Testo da leggere =>
□ □ □ □ □
A Lodi e Vizzolo pazienti in terapia intensiva rifiutano sempre più spesso le cure

Il presidente della Siiarti Giarratano scrive ai colleghi: «Il paziente non va mai abbandonato, bisogna garantirgli sempre un livello adeguato di cure»

Finiscono in terapia intensiva, ma rifiutano le cure. A lanciare l’appello il presidente della Siaarti, la Società italiana di anestesia, analgesia, rianimazione, terapia intensiva Antonino Giarratano.

«Rispetto a un anno fa - ha detto il dottor Giarratano esortando i colleghi a non abbandonare mai il paziente, ma a garantirgli sempre un adeguato livello di cure e, qualora necessario, la loro rimodulazione in chiave palliativa - è cambiato il tipo di paziente ricoverato nelle terapie intensive: 7 su 10 sono no vax, di questi la metà è anche negazionista, quindi non nega solo il vaccino, ma l’esistenza stessa del Covid e l’utilità delle cure salvavita».
□ □ □ □ □
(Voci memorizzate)
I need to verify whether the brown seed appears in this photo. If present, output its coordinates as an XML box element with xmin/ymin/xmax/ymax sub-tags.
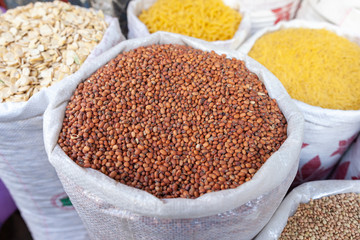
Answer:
<box><xmin>59</xmin><ymin>45</ymin><xmax>287</xmax><ymax>198</ymax></box>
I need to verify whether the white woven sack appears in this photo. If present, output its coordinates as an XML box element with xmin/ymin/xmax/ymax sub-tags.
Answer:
<box><xmin>239</xmin><ymin>20</ymin><xmax>360</xmax><ymax>184</ymax></box>
<box><xmin>255</xmin><ymin>180</ymin><xmax>360</xmax><ymax>240</ymax></box>
<box><xmin>332</xmin><ymin>134</ymin><xmax>360</xmax><ymax>180</ymax></box>
<box><xmin>44</xmin><ymin>32</ymin><xmax>303</xmax><ymax>240</ymax></box>
<box><xmin>127</xmin><ymin>0</ymin><xmax>251</xmax><ymax>49</ymax></box>
<box><xmin>0</xmin><ymin>17</ymin><xmax>124</xmax><ymax>240</ymax></box>
<box><xmin>238</xmin><ymin>0</ymin><xmax>301</xmax><ymax>35</ymax></box>
<box><xmin>296</xmin><ymin>0</ymin><xmax>360</xmax><ymax>37</ymax></box>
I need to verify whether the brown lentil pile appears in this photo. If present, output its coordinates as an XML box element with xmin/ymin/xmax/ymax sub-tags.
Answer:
<box><xmin>58</xmin><ymin>44</ymin><xmax>287</xmax><ymax>198</ymax></box>
<box><xmin>279</xmin><ymin>193</ymin><xmax>360</xmax><ymax>240</ymax></box>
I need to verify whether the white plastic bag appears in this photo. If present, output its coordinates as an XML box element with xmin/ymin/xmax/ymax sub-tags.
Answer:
<box><xmin>332</xmin><ymin>134</ymin><xmax>360</xmax><ymax>180</ymax></box>
<box><xmin>239</xmin><ymin>20</ymin><xmax>360</xmax><ymax>185</ymax></box>
<box><xmin>0</xmin><ymin>17</ymin><xmax>124</xmax><ymax>240</ymax></box>
<box><xmin>127</xmin><ymin>0</ymin><xmax>251</xmax><ymax>49</ymax></box>
<box><xmin>296</xmin><ymin>0</ymin><xmax>360</xmax><ymax>38</ymax></box>
<box><xmin>44</xmin><ymin>32</ymin><xmax>303</xmax><ymax>240</ymax></box>
<box><xmin>255</xmin><ymin>180</ymin><xmax>360</xmax><ymax>240</ymax></box>
<box><xmin>238</xmin><ymin>0</ymin><xmax>300</xmax><ymax>35</ymax></box>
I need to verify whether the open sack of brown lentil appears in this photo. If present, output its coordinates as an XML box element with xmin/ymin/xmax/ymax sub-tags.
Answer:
<box><xmin>239</xmin><ymin>20</ymin><xmax>360</xmax><ymax>185</ymax></box>
<box><xmin>255</xmin><ymin>180</ymin><xmax>360</xmax><ymax>240</ymax></box>
<box><xmin>44</xmin><ymin>32</ymin><xmax>303</xmax><ymax>239</ymax></box>
<box><xmin>0</xmin><ymin>2</ymin><xmax>124</xmax><ymax>239</ymax></box>
<box><xmin>127</xmin><ymin>0</ymin><xmax>251</xmax><ymax>49</ymax></box>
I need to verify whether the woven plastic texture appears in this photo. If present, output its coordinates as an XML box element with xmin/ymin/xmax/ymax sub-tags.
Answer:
<box><xmin>239</xmin><ymin>20</ymin><xmax>360</xmax><ymax>186</ymax></box>
<box><xmin>44</xmin><ymin>32</ymin><xmax>303</xmax><ymax>240</ymax></box>
<box><xmin>0</xmin><ymin>17</ymin><xmax>124</xmax><ymax>240</ymax></box>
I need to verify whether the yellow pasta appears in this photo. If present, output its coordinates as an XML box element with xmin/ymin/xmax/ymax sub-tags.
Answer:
<box><xmin>249</xmin><ymin>28</ymin><xmax>360</xmax><ymax>110</ymax></box>
<box><xmin>139</xmin><ymin>0</ymin><xmax>241</xmax><ymax>41</ymax></box>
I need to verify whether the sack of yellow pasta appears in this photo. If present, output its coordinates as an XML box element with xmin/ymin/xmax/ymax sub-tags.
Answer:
<box><xmin>239</xmin><ymin>20</ymin><xmax>360</xmax><ymax>185</ymax></box>
<box><xmin>127</xmin><ymin>0</ymin><xmax>251</xmax><ymax>49</ymax></box>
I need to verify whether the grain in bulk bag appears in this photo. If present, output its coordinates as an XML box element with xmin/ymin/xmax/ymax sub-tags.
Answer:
<box><xmin>255</xmin><ymin>180</ymin><xmax>360</xmax><ymax>240</ymax></box>
<box><xmin>0</xmin><ymin>2</ymin><xmax>124</xmax><ymax>239</ymax></box>
<box><xmin>127</xmin><ymin>0</ymin><xmax>251</xmax><ymax>49</ymax></box>
<box><xmin>331</xmin><ymin>133</ymin><xmax>360</xmax><ymax>180</ymax></box>
<box><xmin>239</xmin><ymin>20</ymin><xmax>360</xmax><ymax>185</ymax></box>
<box><xmin>44</xmin><ymin>32</ymin><xmax>303</xmax><ymax>239</ymax></box>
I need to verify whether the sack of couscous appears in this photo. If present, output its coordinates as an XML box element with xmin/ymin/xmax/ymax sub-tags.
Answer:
<box><xmin>239</xmin><ymin>20</ymin><xmax>360</xmax><ymax>185</ymax></box>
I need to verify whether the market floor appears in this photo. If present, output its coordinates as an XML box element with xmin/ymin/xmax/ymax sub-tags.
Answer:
<box><xmin>0</xmin><ymin>211</ymin><xmax>32</xmax><ymax>240</ymax></box>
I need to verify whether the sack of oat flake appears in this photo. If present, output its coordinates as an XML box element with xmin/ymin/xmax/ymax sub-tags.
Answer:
<box><xmin>0</xmin><ymin>2</ymin><xmax>124</xmax><ymax>240</ymax></box>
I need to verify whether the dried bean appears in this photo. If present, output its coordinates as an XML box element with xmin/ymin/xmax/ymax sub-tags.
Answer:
<box><xmin>58</xmin><ymin>45</ymin><xmax>287</xmax><ymax>198</ymax></box>
<box><xmin>279</xmin><ymin>193</ymin><xmax>360</xmax><ymax>240</ymax></box>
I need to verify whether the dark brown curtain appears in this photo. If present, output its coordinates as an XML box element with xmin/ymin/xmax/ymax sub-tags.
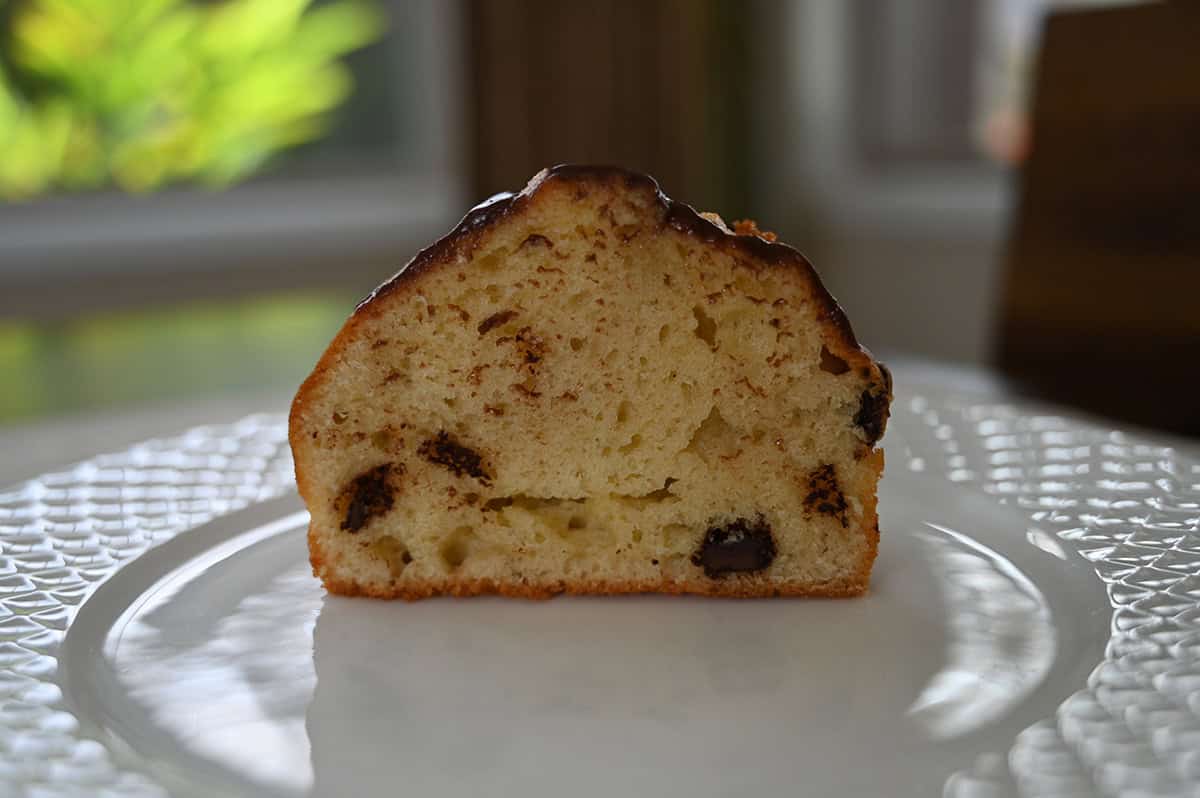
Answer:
<box><xmin>468</xmin><ymin>0</ymin><xmax>749</xmax><ymax>215</ymax></box>
<box><xmin>1000</xmin><ymin>2</ymin><xmax>1200</xmax><ymax>436</ymax></box>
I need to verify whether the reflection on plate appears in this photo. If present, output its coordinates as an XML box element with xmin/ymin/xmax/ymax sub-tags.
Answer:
<box><xmin>62</xmin><ymin>474</ymin><xmax>1109</xmax><ymax>796</ymax></box>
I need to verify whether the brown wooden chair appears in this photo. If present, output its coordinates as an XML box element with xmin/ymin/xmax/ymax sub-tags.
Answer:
<box><xmin>998</xmin><ymin>1</ymin><xmax>1200</xmax><ymax>436</ymax></box>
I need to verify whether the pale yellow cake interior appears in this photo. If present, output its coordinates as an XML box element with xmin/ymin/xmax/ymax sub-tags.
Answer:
<box><xmin>293</xmin><ymin>176</ymin><xmax>882</xmax><ymax>595</ymax></box>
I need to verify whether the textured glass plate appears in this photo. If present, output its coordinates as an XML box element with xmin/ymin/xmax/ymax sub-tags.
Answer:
<box><xmin>0</xmin><ymin>381</ymin><xmax>1200</xmax><ymax>797</ymax></box>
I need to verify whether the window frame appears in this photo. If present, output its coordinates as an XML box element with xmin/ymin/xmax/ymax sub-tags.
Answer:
<box><xmin>756</xmin><ymin>0</ymin><xmax>1010</xmax><ymax>240</ymax></box>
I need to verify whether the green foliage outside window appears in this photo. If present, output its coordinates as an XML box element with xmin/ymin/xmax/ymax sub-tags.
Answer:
<box><xmin>0</xmin><ymin>0</ymin><xmax>384</xmax><ymax>199</ymax></box>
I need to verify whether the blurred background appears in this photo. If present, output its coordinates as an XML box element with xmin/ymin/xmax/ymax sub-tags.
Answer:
<box><xmin>0</xmin><ymin>0</ymin><xmax>1200</xmax><ymax>482</ymax></box>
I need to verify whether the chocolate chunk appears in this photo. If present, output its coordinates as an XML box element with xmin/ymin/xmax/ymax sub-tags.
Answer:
<box><xmin>691</xmin><ymin>514</ymin><xmax>775</xmax><ymax>580</ymax></box>
<box><xmin>416</xmin><ymin>430</ymin><xmax>492</xmax><ymax>485</ymax></box>
<box><xmin>517</xmin><ymin>233</ymin><xmax>554</xmax><ymax>250</ymax></box>
<box><xmin>475</xmin><ymin>311</ymin><xmax>517</xmax><ymax>335</ymax></box>
<box><xmin>804</xmin><ymin>464</ymin><xmax>848</xmax><ymax>528</ymax></box>
<box><xmin>338</xmin><ymin>463</ymin><xmax>404</xmax><ymax>533</ymax></box>
<box><xmin>854</xmin><ymin>386</ymin><xmax>888</xmax><ymax>446</ymax></box>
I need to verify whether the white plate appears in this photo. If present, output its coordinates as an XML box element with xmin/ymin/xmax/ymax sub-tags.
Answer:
<box><xmin>0</xmin><ymin>384</ymin><xmax>1200</xmax><ymax>798</ymax></box>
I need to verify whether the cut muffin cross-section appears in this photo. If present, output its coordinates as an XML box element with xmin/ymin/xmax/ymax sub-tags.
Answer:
<box><xmin>289</xmin><ymin>166</ymin><xmax>892</xmax><ymax>599</ymax></box>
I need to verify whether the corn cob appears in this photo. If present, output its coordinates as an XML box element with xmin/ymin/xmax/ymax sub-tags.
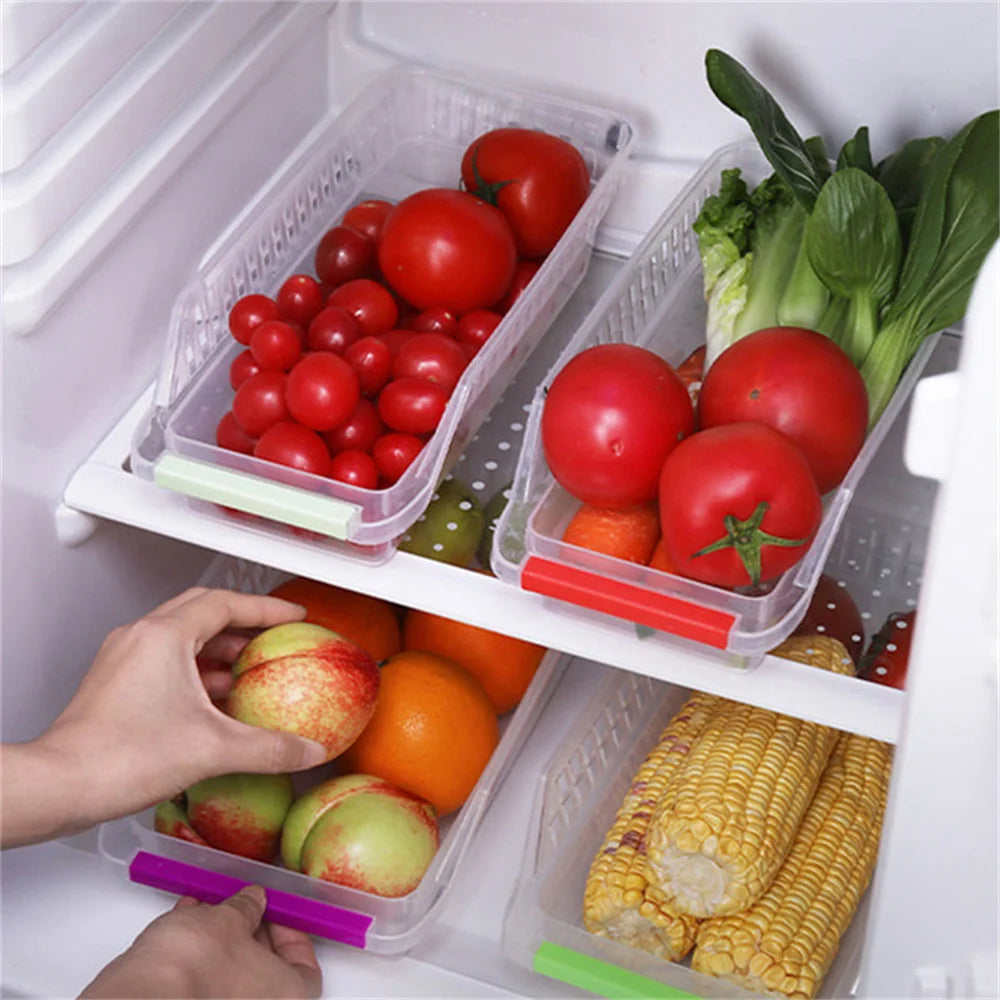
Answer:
<box><xmin>583</xmin><ymin>694</ymin><xmax>721</xmax><ymax>961</ymax></box>
<box><xmin>646</xmin><ymin>636</ymin><xmax>854</xmax><ymax>918</ymax></box>
<box><xmin>691</xmin><ymin>733</ymin><xmax>892</xmax><ymax>1000</ymax></box>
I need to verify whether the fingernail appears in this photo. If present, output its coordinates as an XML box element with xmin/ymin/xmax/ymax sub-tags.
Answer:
<box><xmin>302</xmin><ymin>739</ymin><xmax>329</xmax><ymax>768</ymax></box>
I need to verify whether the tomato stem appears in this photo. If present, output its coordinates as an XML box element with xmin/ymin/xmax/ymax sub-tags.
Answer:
<box><xmin>469</xmin><ymin>146</ymin><xmax>514</xmax><ymax>206</ymax></box>
<box><xmin>691</xmin><ymin>501</ymin><xmax>808</xmax><ymax>586</ymax></box>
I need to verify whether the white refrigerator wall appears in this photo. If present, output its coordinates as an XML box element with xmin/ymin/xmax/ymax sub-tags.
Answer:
<box><xmin>0</xmin><ymin>0</ymin><xmax>1000</xmax><ymax>996</ymax></box>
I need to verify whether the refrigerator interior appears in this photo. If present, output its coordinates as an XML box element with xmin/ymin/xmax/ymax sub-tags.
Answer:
<box><xmin>0</xmin><ymin>0</ymin><xmax>1000</xmax><ymax>997</ymax></box>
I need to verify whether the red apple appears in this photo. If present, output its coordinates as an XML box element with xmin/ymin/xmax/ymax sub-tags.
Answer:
<box><xmin>281</xmin><ymin>774</ymin><xmax>440</xmax><ymax>898</ymax></box>
<box><xmin>226</xmin><ymin>622</ymin><xmax>379</xmax><ymax>760</ymax></box>
<box><xmin>185</xmin><ymin>774</ymin><xmax>295</xmax><ymax>861</ymax></box>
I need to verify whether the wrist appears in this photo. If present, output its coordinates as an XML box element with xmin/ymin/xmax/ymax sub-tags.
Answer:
<box><xmin>0</xmin><ymin>735</ymin><xmax>98</xmax><ymax>848</ymax></box>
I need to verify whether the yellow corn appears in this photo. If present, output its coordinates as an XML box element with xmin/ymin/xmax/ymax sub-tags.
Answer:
<box><xmin>583</xmin><ymin>694</ymin><xmax>721</xmax><ymax>961</ymax></box>
<box><xmin>646</xmin><ymin>636</ymin><xmax>853</xmax><ymax>918</ymax></box>
<box><xmin>691</xmin><ymin>733</ymin><xmax>892</xmax><ymax>1000</ymax></box>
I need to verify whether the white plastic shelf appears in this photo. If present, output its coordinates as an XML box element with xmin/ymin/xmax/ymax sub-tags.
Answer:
<box><xmin>63</xmin><ymin>215</ymin><xmax>957</xmax><ymax>742</ymax></box>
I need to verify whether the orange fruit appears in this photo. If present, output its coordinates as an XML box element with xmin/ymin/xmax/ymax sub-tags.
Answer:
<box><xmin>338</xmin><ymin>650</ymin><xmax>500</xmax><ymax>816</ymax></box>
<box><xmin>563</xmin><ymin>501</ymin><xmax>660</xmax><ymax>565</ymax></box>
<box><xmin>271</xmin><ymin>576</ymin><xmax>401</xmax><ymax>662</ymax></box>
<box><xmin>648</xmin><ymin>538</ymin><xmax>683</xmax><ymax>576</ymax></box>
<box><xmin>403</xmin><ymin>609</ymin><xmax>546</xmax><ymax>715</ymax></box>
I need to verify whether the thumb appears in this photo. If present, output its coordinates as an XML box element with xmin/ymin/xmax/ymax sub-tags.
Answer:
<box><xmin>219</xmin><ymin>719</ymin><xmax>329</xmax><ymax>774</ymax></box>
<box><xmin>218</xmin><ymin>885</ymin><xmax>267</xmax><ymax>934</ymax></box>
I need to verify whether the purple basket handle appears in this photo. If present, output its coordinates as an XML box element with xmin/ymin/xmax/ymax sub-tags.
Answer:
<box><xmin>128</xmin><ymin>851</ymin><xmax>372</xmax><ymax>948</ymax></box>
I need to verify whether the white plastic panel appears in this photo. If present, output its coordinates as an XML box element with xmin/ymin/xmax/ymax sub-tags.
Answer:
<box><xmin>0</xmin><ymin>0</ymin><xmax>83</xmax><ymax>74</ymax></box>
<box><xmin>3</xmin><ymin>0</ymin><xmax>332</xmax><ymax>336</ymax></box>
<box><xmin>0</xmin><ymin>3</ymin><xmax>271</xmax><ymax>266</ymax></box>
<box><xmin>862</xmin><ymin>246</ymin><xmax>1000</xmax><ymax>997</ymax></box>
<box><xmin>0</xmin><ymin>0</ymin><xmax>183</xmax><ymax>172</ymax></box>
<box><xmin>355</xmin><ymin>0</ymin><xmax>1000</xmax><ymax>161</ymax></box>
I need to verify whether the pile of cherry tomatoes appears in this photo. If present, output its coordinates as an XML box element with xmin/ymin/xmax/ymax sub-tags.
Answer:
<box><xmin>216</xmin><ymin>128</ymin><xmax>590</xmax><ymax>489</ymax></box>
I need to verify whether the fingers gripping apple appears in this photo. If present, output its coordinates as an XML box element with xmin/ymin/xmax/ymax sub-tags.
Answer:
<box><xmin>226</xmin><ymin>622</ymin><xmax>379</xmax><ymax>760</ymax></box>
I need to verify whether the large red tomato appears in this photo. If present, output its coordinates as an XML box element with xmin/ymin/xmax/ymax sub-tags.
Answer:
<box><xmin>462</xmin><ymin>128</ymin><xmax>590</xmax><ymax>257</ymax></box>
<box><xmin>698</xmin><ymin>326</ymin><xmax>868</xmax><ymax>493</ymax></box>
<box><xmin>541</xmin><ymin>344</ymin><xmax>694</xmax><ymax>508</ymax></box>
<box><xmin>378</xmin><ymin>188</ymin><xmax>517</xmax><ymax>315</ymax></box>
<box><xmin>660</xmin><ymin>423</ymin><xmax>823</xmax><ymax>587</ymax></box>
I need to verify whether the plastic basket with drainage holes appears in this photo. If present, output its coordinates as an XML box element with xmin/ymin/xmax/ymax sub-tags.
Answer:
<box><xmin>99</xmin><ymin>556</ymin><xmax>568</xmax><ymax>954</ymax></box>
<box><xmin>131</xmin><ymin>64</ymin><xmax>634</xmax><ymax>562</ymax></box>
<box><xmin>491</xmin><ymin>142</ymin><xmax>940</xmax><ymax>667</ymax></box>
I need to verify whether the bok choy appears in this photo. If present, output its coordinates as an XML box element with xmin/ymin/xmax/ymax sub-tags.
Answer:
<box><xmin>694</xmin><ymin>49</ymin><xmax>1000</xmax><ymax>423</ymax></box>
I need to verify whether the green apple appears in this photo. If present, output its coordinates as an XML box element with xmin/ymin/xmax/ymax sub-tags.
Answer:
<box><xmin>399</xmin><ymin>476</ymin><xmax>486</xmax><ymax>566</ymax></box>
<box><xmin>225</xmin><ymin>622</ymin><xmax>379</xmax><ymax>760</ymax></box>
<box><xmin>185</xmin><ymin>774</ymin><xmax>295</xmax><ymax>861</ymax></box>
<box><xmin>281</xmin><ymin>774</ymin><xmax>440</xmax><ymax>898</ymax></box>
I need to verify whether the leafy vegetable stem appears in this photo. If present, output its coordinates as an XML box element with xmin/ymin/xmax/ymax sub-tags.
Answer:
<box><xmin>859</xmin><ymin>308</ymin><xmax>930</xmax><ymax>430</ymax></box>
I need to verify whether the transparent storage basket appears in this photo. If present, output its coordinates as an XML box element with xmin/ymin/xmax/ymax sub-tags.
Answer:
<box><xmin>491</xmin><ymin>142</ymin><xmax>939</xmax><ymax>668</ymax></box>
<box><xmin>131</xmin><ymin>69</ymin><xmax>634</xmax><ymax>562</ymax></box>
<box><xmin>98</xmin><ymin>556</ymin><xmax>568</xmax><ymax>954</ymax></box>
<box><xmin>502</xmin><ymin>670</ymin><xmax>869</xmax><ymax>1000</ymax></box>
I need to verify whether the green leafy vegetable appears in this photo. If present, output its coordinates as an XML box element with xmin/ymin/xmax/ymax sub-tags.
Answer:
<box><xmin>705</xmin><ymin>49</ymin><xmax>824</xmax><ymax>212</ymax></box>
<box><xmin>694</xmin><ymin>49</ymin><xmax>1000</xmax><ymax>424</ymax></box>
<box><xmin>805</xmin><ymin>167</ymin><xmax>903</xmax><ymax>364</ymax></box>
<box><xmin>861</xmin><ymin>110</ymin><xmax>1000</xmax><ymax>424</ymax></box>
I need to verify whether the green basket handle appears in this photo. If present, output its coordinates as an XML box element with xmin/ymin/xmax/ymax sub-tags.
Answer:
<box><xmin>534</xmin><ymin>941</ymin><xmax>700</xmax><ymax>1000</ymax></box>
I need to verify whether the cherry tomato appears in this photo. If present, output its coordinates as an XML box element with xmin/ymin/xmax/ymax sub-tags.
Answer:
<box><xmin>313</xmin><ymin>226</ymin><xmax>377</xmax><ymax>287</ymax></box>
<box><xmin>250</xmin><ymin>319</ymin><xmax>302</xmax><ymax>372</ymax></box>
<box><xmin>660</xmin><ymin>424</ymin><xmax>823</xmax><ymax>588</ymax></box>
<box><xmin>378</xmin><ymin>188</ymin><xmax>517</xmax><ymax>315</ymax></box>
<box><xmin>392</xmin><ymin>333</ymin><xmax>469</xmax><ymax>396</ymax></box>
<box><xmin>233</xmin><ymin>370</ymin><xmax>288</xmax><ymax>437</ymax></box>
<box><xmin>229</xmin><ymin>294</ymin><xmax>281</xmax><ymax>344</ymax></box>
<box><xmin>456</xmin><ymin>309</ymin><xmax>503</xmax><ymax>362</ymax></box>
<box><xmin>408</xmin><ymin>306</ymin><xmax>458</xmax><ymax>337</ymax></box>
<box><xmin>541</xmin><ymin>344</ymin><xmax>694</xmax><ymax>508</ymax></box>
<box><xmin>326</xmin><ymin>278</ymin><xmax>399</xmax><ymax>337</ymax></box>
<box><xmin>344</xmin><ymin>334</ymin><xmax>392</xmax><ymax>397</ymax></box>
<box><xmin>497</xmin><ymin>260</ymin><xmax>542</xmax><ymax>313</ymax></box>
<box><xmin>306</xmin><ymin>306</ymin><xmax>361</xmax><ymax>354</ymax></box>
<box><xmin>285</xmin><ymin>351</ymin><xmax>361</xmax><ymax>431</ymax></box>
<box><xmin>323</xmin><ymin>396</ymin><xmax>385</xmax><ymax>455</ymax></box>
<box><xmin>462</xmin><ymin>128</ymin><xmax>590</xmax><ymax>257</ymax></box>
<box><xmin>698</xmin><ymin>326</ymin><xmax>868</xmax><ymax>493</ymax></box>
<box><xmin>329</xmin><ymin>448</ymin><xmax>378</xmax><ymax>490</ymax></box>
<box><xmin>215</xmin><ymin>410</ymin><xmax>257</xmax><ymax>455</ymax></box>
<box><xmin>229</xmin><ymin>347</ymin><xmax>260</xmax><ymax>390</ymax></box>
<box><xmin>276</xmin><ymin>274</ymin><xmax>323</xmax><ymax>330</ymax></box>
<box><xmin>372</xmin><ymin>432</ymin><xmax>424</xmax><ymax>485</ymax></box>
<box><xmin>858</xmin><ymin>611</ymin><xmax>917</xmax><ymax>690</ymax></box>
<box><xmin>253</xmin><ymin>420</ymin><xmax>330</xmax><ymax>476</ymax></box>
<box><xmin>378</xmin><ymin>375</ymin><xmax>448</xmax><ymax>434</ymax></box>
<box><xmin>794</xmin><ymin>573</ymin><xmax>865</xmax><ymax>666</ymax></box>
<box><xmin>378</xmin><ymin>327</ymin><xmax>417</xmax><ymax>357</ymax></box>
<box><xmin>343</xmin><ymin>198</ymin><xmax>392</xmax><ymax>245</ymax></box>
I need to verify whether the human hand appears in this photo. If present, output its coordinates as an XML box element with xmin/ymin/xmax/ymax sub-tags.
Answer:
<box><xmin>3</xmin><ymin>587</ymin><xmax>326</xmax><ymax>846</ymax></box>
<box><xmin>81</xmin><ymin>886</ymin><xmax>322</xmax><ymax>1000</ymax></box>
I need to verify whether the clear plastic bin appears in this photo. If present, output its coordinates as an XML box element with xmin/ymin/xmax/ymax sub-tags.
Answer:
□ □ □ □ □
Attività da svolgere =>
1 > Traduci in inglese questa frase dell'articolo sulle terapie intensive: «Finiscono in terapia intensiva, ma rifiutano le cure.»
2 > Continua l'articolo sulle terapie intensive, riprendendo subito dopo la citazione finale.

Soluzioni in ordine =>
1 > They end up in intensive care, but they refuse treatment.

2 >
Nei nostri territori la situazione è analoga. Dal 29 dicembre ad oggi i pazienti Covid in terapia intensiva, a Vizzolo, sono passati da 1 a 5. A Lodi sono 6, 2 a Codogno (il 12,5 per cento vaccinato 6 mesi fa) e 5 al policlinico San Donato.

L’80 per cento dei pazienti passato dalla terapia intensiva di Vizzolo non era vaccinato, il restante aveva fatto 2 dosi oltre 150 giorni prima o aveva patologie del sistema immunitario.

«Anche noi, soprattutto ultimamente, ci troviamo di fronte a malati che rifiutano le cure - spiega il primario di anestesia e rianimazione di Vizzolo Giovanni Marino -. Ricordo due casi in modo particolare. Alla fine siamo riusciti a convincerli che per la loro vita avrebbero dovuto accettare di essere intubati e, anche se con fatica, l’abbiamo fatto. Quando i malati vengono estubati e stanno bene, poi, tornano a essere ostili, senza ravvedersi: ripartono da dove si erano interrotti. Il grazie è sparito dal vocabolario».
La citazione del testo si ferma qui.